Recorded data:

* * * * * * * * *

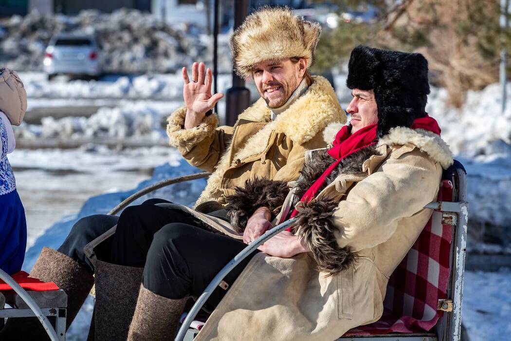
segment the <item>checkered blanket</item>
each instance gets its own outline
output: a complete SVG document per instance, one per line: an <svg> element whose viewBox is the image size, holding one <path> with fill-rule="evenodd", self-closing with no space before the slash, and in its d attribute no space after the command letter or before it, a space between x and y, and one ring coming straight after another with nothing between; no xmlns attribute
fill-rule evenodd
<svg viewBox="0 0 511 341"><path fill-rule="evenodd" d="M440 183L438 200L450 201L453 186ZM452 226L442 224L434 211L415 244L389 279L380 321L349 330L344 336L429 331L442 317L438 300L447 298ZM184 320L187 313L181 316ZM207 315L198 316L192 328L200 330Z"/></svg>
<svg viewBox="0 0 511 341"><path fill-rule="evenodd" d="M452 201L450 181L440 184L438 200ZM438 300L447 298L452 226L434 211L387 285L380 321L349 331L345 336L429 331L442 317Z"/></svg>

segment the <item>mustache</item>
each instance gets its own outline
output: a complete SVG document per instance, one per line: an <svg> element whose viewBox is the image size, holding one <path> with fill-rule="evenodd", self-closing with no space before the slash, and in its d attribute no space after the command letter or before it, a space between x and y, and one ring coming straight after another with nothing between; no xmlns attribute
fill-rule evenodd
<svg viewBox="0 0 511 341"><path fill-rule="evenodd" d="M282 86L282 84L280 82L274 81L268 85L265 85L263 87L261 88L261 91L263 91L264 92L270 88L275 87L275 86Z"/></svg>

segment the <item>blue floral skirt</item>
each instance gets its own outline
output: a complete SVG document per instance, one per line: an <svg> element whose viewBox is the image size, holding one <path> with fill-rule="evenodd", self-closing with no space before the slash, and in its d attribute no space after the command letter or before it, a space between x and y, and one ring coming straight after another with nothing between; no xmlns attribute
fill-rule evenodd
<svg viewBox="0 0 511 341"><path fill-rule="evenodd" d="M0 268L9 275L21 270L26 248L25 210L15 190L0 195Z"/></svg>

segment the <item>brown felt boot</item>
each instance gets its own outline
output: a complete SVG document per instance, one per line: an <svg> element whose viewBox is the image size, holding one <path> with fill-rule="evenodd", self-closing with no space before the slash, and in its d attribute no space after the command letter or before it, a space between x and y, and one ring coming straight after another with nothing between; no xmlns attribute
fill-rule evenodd
<svg viewBox="0 0 511 341"><path fill-rule="evenodd" d="M92 274L71 257L43 247L30 276L53 282L67 294L66 328L69 328L94 283ZM0 332L0 340L47 340L48 334L36 317L9 319Z"/></svg>
<svg viewBox="0 0 511 341"><path fill-rule="evenodd" d="M141 285L128 340L173 340L187 300L162 297Z"/></svg>
<svg viewBox="0 0 511 341"><path fill-rule="evenodd" d="M96 261L94 332L96 341L126 341L144 268Z"/></svg>

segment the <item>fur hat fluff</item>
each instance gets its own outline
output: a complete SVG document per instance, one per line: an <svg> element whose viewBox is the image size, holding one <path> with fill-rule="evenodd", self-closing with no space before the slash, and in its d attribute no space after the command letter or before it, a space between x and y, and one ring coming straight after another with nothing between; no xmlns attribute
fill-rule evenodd
<svg viewBox="0 0 511 341"><path fill-rule="evenodd" d="M420 53L360 45L352 51L346 85L350 89L374 90L379 137L394 127L409 128L414 120L426 115L428 62Z"/></svg>
<svg viewBox="0 0 511 341"><path fill-rule="evenodd" d="M321 27L294 15L287 7L265 7L247 17L230 38L236 72L246 78L254 65L267 60L306 58L314 61Z"/></svg>

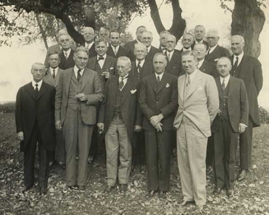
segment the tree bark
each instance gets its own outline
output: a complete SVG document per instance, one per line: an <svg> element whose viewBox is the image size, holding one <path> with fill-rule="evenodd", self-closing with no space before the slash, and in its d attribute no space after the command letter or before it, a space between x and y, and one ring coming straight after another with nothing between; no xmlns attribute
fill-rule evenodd
<svg viewBox="0 0 269 215"><path fill-rule="evenodd" d="M242 36L245 39L244 52L258 58L261 54L259 38L265 15L257 0L235 0L232 18L232 35Z"/></svg>
<svg viewBox="0 0 269 215"><path fill-rule="evenodd" d="M150 9L150 16L157 32L159 33L165 30L165 28L161 21L156 0L148 0L147 2ZM186 27L186 21L181 16L182 10L179 6L179 0L171 0L171 2L173 8L173 21L172 26L168 31L176 37L177 42L184 33Z"/></svg>

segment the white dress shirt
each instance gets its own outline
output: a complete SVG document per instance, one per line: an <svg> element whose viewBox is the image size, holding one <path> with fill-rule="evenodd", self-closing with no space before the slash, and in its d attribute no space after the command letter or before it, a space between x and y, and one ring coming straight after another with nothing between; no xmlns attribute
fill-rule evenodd
<svg viewBox="0 0 269 215"><path fill-rule="evenodd" d="M99 60L98 61L98 59L99 58L102 58L102 57L97 55L97 61L98 61L98 64L99 64L99 66L100 66L101 69L103 69L103 66L104 66L104 64L105 63L106 58L107 58L107 54L105 54L105 55L104 55L104 56L102 57L104 58L104 60Z"/></svg>
<svg viewBox="0 0 269 215"><path fill-rule="evenodd" d="M34 80L32 80L32 85L33 86L33 87L34 88L34 90L35 90L35 84L37 84L38 86L37 86L37 89L38 89L38 92L40 90L41 85L42 85L42 83L43 83L43 80L41 79L38 83L36 83Z"/></svg>
<svg viewBox="0 0 269 215"><path fill-rule="evenodd" d="M162 75L163 75L163 73L164 72L162 72L161 74L157 74L156 72L155 72L155 76L156 76L156 79L157 79L158 76L160 77L160 81L161 80L161 78L162 78Z"/></svg>
<svg viewBox="0 0 269 215"><path fill-rule="evenodd" d="M75 65L75 67L74 67L74 72L75 72L75 76L76 76L76 78L78 78L78 72L79 70L80 70L80 69L78 69L76 65ZM80 74L81 75L81 76L82 76L82 75L83 74L83 72L84 72L84 70L85 69L83 69L83 70L80 70Z"/></svg>
<svg viewBox="0 0 269 215"><path fill-rule="evenodd" d="M236 61L237 57L238 57L238 64L237 65L237 66L238 66L240 64L240 63L241 63L242 58L244 57L244 52L243 52L241 54L240 54L239 55L238 55L238 56L234 55L234 62L233 62L234 65L235 65L235 62Z"/></svg>

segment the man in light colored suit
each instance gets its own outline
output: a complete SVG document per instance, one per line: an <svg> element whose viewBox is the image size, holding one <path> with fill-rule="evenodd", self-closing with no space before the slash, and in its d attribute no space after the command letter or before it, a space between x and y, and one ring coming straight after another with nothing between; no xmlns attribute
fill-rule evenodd
<svg viewBox="0 0 269 215"><path fill-rule="evenodd" d="M63 130L66 151L66 185L70 189L85 189L87 158L94 125L96 105L103 100L101 82L97 73L86 68L87 49L77 47L75 65L60 76L55 96L55 124ZM78 149L78 175L76 180L76 152Z"/></svg>
<svg viewBox="0 0 269 215"><path fill-rule="evenodd" d="M214 78L197 69L194 52L183 52L181 62L186 74L178 78L179 107L174 122L183 194L181 205L194 201L202 211L206 201L207 138L219 107L218 89Z"/></svg>
<svg viewBox="0 0 269 215"><path fill-rule="evenodd" d="M97 126L105 134L108 186L104 192L106 193L110 193L116 186L117 177L121 192L127 190L133 136L134 132L139 132L142 128L141 111L138 107L140 81L129 75L131 69L131 62L128 58L118 59L119 76L114 76L108 81L105 100L99 112Z"/></svg>
<svg viewBox="0 0 269 215"><path fill-rule="evenodd" d="M60 75L63 72L59 68L60 56L56 51L52 52L48 54L49 67L43 77L43 80L51 86L57 88L59 83ZM57 161L62 169L65 169L65 148L64 140L61 131L56 130L56 151ZM51 151L49 155L49 165L52 166L55 161L55 151Z"/></svg>

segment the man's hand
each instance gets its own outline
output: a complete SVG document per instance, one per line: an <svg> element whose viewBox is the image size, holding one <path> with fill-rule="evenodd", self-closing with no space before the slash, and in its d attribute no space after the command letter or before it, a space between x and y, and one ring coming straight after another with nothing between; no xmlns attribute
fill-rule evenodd
<svg viewBox="0 0 269 215"><path fill-rule="evenodd" d="M163 118L162 114L160 114L158 115L155 115L150 118L150 123L153 127L159 123Z"/></svg>
<svg viewBox="0 0 269 215"><path fill-rule="evenodd" d="M61 125L61 121L57 120L55 122L55 128L57 130L62 131L62 125Z"/></svg>
<svg viewBox="0 0 269 215"><path fill-rule="evenodd" d="M135 125L134 126L134 132L140 132L142 130L142 127Z"/></svg>
<svg viewBox="0 0 269 215"><path fill-rule="evenodd" d="M157 125L156 125L154 127L155 129L157 130L157 132L162 132L162 129L161 128L161 126L162 126L162 124L161 123L158 123Z"/></svg>
<svg viewBox="0 0 269 215"><path fill-rule="evenodd" d="M97 127L100 130L104 131L105 124L103 123L97 123Z"/></svg>
<svg viewBox="0 0 269 215"><path fill-rule="evenodd" d="M239 127L238 128L239 130L239 134L242 134L245 132L245 130L246 130L246 125L244 124L239 124Z"/></svg>
<svg viewBox="0 0 269 215"><path fill-rule="evenodd" d="M75 96L77 99L80 101L85 101L88 100L87 96L84 94L84 93L79 93L76 96Z"/></svg>
<svg viewBox="0 0 269 215"><path fill-rule="evenodd" d="M105 76L105 78L108 79L110 77L110 73L109 72L103 72L102 75Z"/></svg>
<svg viewBox="0 0 269 215"><path fill-rule="evenodd" d="M20 141L23 141L23 132L19 132L17 133L17 138Z"/></svg>

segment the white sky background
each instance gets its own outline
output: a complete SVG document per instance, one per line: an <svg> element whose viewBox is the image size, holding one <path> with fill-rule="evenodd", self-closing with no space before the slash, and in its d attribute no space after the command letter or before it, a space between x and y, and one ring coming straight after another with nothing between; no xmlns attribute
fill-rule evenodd
<svg viewBox="0 0 269 215"><path fill-rule="evenodd" d="M162 0L157 0L158 5ZM217 28L221 37L220 45L229 43L231 13L224 12L220 6L218 0L180 0L180 6L183 10L182 16L185 19L188 29L194 28L197 24L202 24L206 29ZM269 4L264 9L267 20L262 32L260 41L262 52L259 60L263 65L264 86L259 96L259 105L269 110L269 61L268 50L269 43L267 37L269 35ZM170 4L163 3L159 13L164 26L169 29L172 23L172 11ZM143 17L135 17L131 23L128 30L135 37L136 27L145 25L153 34L152 45L159 45L158 35L148 9ZM45 50L43 44L36 44L20 47L13 43L11 47L0 47L0 102L15 100L18 88L30 82L32 76L30 66L34 62L43 62Z"/></svg>

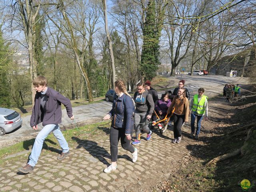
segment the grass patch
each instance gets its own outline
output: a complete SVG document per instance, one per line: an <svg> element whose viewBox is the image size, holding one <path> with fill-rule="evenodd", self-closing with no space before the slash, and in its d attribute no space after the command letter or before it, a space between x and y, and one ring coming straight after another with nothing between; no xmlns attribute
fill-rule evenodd
<svg viewBox="0 0 256 192"><path fill-rule="evenodd" d="M69 129L62 131L62 132L65 139L70 145L76 144L76 140L73 138L89 138L93 135L102 134L102 132L108 134L109 133L109 127L111 124L110 121L106 121L99 123L86 125L82 127ZM21 158L20 156L4 159L8 156L16 154L17 153L27 150L31 150L34 144L35 139L24 141L16 143L14 145L2 148L0 149L0 165L4 163L8 163L10 160L16 160ZM44 151L46 154L50 153L50 152L59 151L60 148L57 139L53 134L50 134L45 139L43 145ZM26 156L28 156L25 154ZM24 159L25 160L25 158Z"/></svg>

* * * * * * * * *

• Objective:
Repeat verbatim the lines of the records from the line with "segment the tree bark" up to and including the line with "9L150 16L157 32L159".

• Task response:
segment the tree bark
each instance gets its own outline
output: a complete SVG document per instance, one per line: an <svg> element whose viewBox is the image size, holding one <path> with fill-rule="evenodd", self-closing with no space before the slash, and in its d attribute no space after the command letter or before it, a space between x and y, and one ring coming straight after another with nothing between; no xmlns attribute
fill-rule evenodd
<svg viewBox="0 0 269 215"><path fill-rule="evenodd" d="M242 36L245 39L244 52L258 58L261 54L259 38L265 15L257 0L235 0L232 18L232 35Z"/></svg>
<svg viewBox="0 0 269 215"><path fill-rule="evenodd" d="M150 9L150 16L157 32L159 33L165 30L165 28L161 21L156 0L148 0L147 2ZM186 27L186 21L181 16L182 10L179 6L179 0L171 0L171 2L173 8L173 21L172 26L168 31L176 37L177 42L184 33Z"/></svg>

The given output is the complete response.